§ **原文**
第一条 この法律は、東日本大震災が、その被害が甚大であり、かつ、その被災地域が広範にわたる等極めて大規模なものであるとともに、地震及び津波並びにこれらに伴う原子力発電施設の事故による複合的なものであるという点において未曽有の災害であることに鑑み、被災地域の復興についての基本理念を明らかにするとともに、東日本大震災復興対策本部の設置等を定めることにより、被災地域の復興を迅速に推進して被災地域の社会経済の再生及び生活の再建を図り、もって現在及び将来の世代にわたって国民経済を健全に発展させ、及び国民生活を向上させることに寄与することを目的とする。

 (基本理念)

第二条 被災地域の復興は、次に掲げる事項を基本理念として行うものとする。

§ **記録データ**
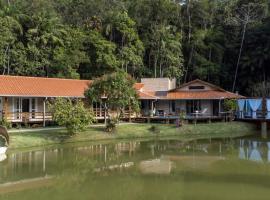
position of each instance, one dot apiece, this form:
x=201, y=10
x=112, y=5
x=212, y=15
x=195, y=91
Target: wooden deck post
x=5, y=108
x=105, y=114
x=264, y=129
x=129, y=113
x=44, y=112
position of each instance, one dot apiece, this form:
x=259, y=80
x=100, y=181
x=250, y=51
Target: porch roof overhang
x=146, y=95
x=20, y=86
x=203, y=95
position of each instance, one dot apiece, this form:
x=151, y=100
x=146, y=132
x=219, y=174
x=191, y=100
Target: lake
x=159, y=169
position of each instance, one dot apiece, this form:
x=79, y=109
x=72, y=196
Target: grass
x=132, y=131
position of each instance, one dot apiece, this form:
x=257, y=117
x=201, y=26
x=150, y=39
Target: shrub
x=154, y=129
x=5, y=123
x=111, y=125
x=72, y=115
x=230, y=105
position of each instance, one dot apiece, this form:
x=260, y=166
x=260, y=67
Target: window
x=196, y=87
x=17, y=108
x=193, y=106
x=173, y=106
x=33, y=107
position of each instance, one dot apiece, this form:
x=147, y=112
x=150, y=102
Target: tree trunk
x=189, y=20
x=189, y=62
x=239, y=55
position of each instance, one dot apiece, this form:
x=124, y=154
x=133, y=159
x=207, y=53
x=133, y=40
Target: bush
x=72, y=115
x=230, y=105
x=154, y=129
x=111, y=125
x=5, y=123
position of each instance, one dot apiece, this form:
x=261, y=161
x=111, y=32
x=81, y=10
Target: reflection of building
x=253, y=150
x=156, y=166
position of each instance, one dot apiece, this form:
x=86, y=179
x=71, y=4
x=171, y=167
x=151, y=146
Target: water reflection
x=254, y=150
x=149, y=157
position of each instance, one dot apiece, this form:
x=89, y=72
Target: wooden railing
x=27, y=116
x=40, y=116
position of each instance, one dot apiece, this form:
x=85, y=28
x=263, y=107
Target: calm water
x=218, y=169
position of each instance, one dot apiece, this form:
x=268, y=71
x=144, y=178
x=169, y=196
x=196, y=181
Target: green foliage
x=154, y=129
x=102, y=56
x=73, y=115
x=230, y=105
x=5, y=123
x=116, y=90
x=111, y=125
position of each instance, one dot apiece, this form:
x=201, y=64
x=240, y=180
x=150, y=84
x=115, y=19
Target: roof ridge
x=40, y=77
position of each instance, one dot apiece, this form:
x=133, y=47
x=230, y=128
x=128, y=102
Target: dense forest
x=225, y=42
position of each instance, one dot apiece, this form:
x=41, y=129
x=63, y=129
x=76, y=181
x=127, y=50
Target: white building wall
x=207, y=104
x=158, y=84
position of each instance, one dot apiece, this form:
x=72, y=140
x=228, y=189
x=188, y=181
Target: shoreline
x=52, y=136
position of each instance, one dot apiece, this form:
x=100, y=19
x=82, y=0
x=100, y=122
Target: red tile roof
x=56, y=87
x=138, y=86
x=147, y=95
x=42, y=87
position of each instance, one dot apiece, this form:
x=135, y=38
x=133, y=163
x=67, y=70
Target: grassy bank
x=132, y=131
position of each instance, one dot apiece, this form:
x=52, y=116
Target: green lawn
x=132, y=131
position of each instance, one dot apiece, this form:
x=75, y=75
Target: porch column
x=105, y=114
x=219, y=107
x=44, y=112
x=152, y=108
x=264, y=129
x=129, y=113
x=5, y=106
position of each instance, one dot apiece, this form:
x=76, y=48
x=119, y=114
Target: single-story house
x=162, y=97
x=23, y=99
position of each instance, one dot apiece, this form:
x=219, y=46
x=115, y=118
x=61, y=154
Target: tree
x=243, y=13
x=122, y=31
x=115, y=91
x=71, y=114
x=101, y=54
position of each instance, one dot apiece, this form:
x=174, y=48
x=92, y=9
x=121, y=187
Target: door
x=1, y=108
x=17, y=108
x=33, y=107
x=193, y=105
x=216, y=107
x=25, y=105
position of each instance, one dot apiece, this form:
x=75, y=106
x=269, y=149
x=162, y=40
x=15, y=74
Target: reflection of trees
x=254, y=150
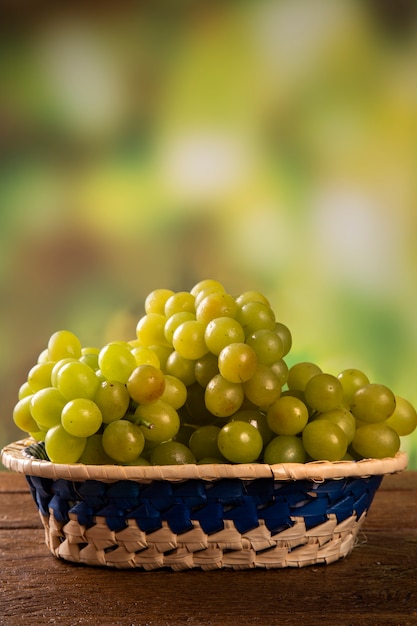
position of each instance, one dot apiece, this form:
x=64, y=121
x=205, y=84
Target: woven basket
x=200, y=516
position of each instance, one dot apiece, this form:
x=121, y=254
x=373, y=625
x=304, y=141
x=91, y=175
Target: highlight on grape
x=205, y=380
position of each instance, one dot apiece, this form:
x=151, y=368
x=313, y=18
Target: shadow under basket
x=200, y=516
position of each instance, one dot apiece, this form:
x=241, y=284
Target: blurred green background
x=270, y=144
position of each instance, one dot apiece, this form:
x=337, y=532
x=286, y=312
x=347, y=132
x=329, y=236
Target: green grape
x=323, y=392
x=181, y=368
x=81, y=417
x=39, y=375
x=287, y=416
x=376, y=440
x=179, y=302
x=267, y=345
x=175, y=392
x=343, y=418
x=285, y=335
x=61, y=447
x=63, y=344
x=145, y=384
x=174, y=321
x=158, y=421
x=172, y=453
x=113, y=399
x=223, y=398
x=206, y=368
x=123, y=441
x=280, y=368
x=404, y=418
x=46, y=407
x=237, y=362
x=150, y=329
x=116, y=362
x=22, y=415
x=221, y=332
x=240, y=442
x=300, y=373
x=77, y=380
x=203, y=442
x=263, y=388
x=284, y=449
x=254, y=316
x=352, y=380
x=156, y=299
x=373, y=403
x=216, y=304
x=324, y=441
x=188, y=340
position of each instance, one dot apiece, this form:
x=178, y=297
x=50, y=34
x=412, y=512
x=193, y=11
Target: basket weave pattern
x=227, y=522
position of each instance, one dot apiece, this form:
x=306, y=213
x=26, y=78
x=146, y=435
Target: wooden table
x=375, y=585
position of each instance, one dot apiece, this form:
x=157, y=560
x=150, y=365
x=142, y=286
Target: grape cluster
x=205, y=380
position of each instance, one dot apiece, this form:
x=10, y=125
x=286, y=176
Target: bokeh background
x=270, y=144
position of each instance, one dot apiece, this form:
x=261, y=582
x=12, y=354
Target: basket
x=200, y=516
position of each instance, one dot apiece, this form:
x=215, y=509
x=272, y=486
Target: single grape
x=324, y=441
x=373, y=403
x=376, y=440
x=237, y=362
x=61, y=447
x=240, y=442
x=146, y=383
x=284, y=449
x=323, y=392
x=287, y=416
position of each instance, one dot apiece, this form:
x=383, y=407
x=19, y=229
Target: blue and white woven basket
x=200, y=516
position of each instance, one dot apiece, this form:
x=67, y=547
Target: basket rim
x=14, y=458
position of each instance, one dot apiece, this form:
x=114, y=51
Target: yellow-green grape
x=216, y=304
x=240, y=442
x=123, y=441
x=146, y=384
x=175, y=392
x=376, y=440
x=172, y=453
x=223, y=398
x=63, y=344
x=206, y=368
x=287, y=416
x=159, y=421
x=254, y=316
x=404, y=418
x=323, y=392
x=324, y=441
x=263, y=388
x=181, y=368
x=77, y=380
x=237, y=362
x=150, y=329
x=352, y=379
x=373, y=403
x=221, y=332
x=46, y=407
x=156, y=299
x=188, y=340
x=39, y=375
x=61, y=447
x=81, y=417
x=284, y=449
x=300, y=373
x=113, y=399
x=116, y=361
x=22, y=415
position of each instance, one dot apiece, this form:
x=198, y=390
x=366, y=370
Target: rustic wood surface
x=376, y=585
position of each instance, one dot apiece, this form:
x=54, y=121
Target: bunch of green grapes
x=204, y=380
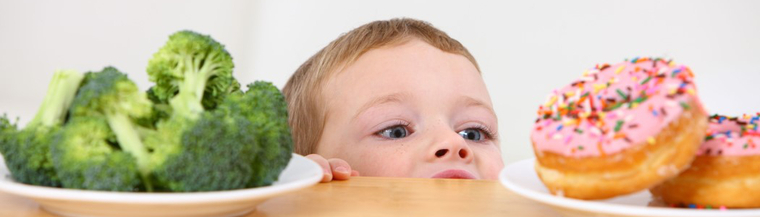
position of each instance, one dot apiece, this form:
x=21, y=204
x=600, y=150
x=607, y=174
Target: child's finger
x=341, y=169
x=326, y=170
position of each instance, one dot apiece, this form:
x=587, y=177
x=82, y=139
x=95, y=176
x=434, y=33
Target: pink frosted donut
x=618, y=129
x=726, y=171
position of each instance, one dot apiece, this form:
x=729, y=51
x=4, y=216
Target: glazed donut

§ **課題の目的**
東日本大震災の復興に関する法律の条文の続きを、第二条の「次に掲げる事項を基本理念として行うものとする。」の後から書いてください。

§ **課題への回答**
 一 未曽有の災害により、多数の人命が失われるとともに、多数の被災者がその生活基盤を奪われ、被災地域内外での避難生活を余儀なくされる等甚大な被害が生じており、かつ、被災地域における経済活動の停滞が連鎖的に全国各地における企業活動や国民生活に支障を及ぼしている等その影響が広く全国に及んでいることを踏まえ、国民一般の理解と協力の下に、単なる災害復旧にとどまらない抜本的な対策が推進されるべきこと。この場合において、行政の内外の知見が集約され、その活用がされるべきこと。

 二 国と地方公共団体との適切な役割分担及び相互の連携協力並びに全国各地の地方公共団体の相互の連携協力が確保されるとともに、被災地域の住民の意向が尊重されるべきこと。この場合において、被災により本来果たすべき機能を十全に発揮することができない地方公共団体があることへの配慮がされるべきこと。

 三 国民の相互の連帯を基本とし、国民、事業者その他民間における多様な主体が、自発的に協働するとともに、適切に役割を分担すべきこと。

 四 少子高齢化及び人口の減少への対応等の我が国が直面する課題や、エネルギーの利用の制約、環境への負荷等の人類共通の課題の解決に資するための先導的な施策への取組が行われるべきこと。

 五 次に掲げる施策が推進されるべきこと。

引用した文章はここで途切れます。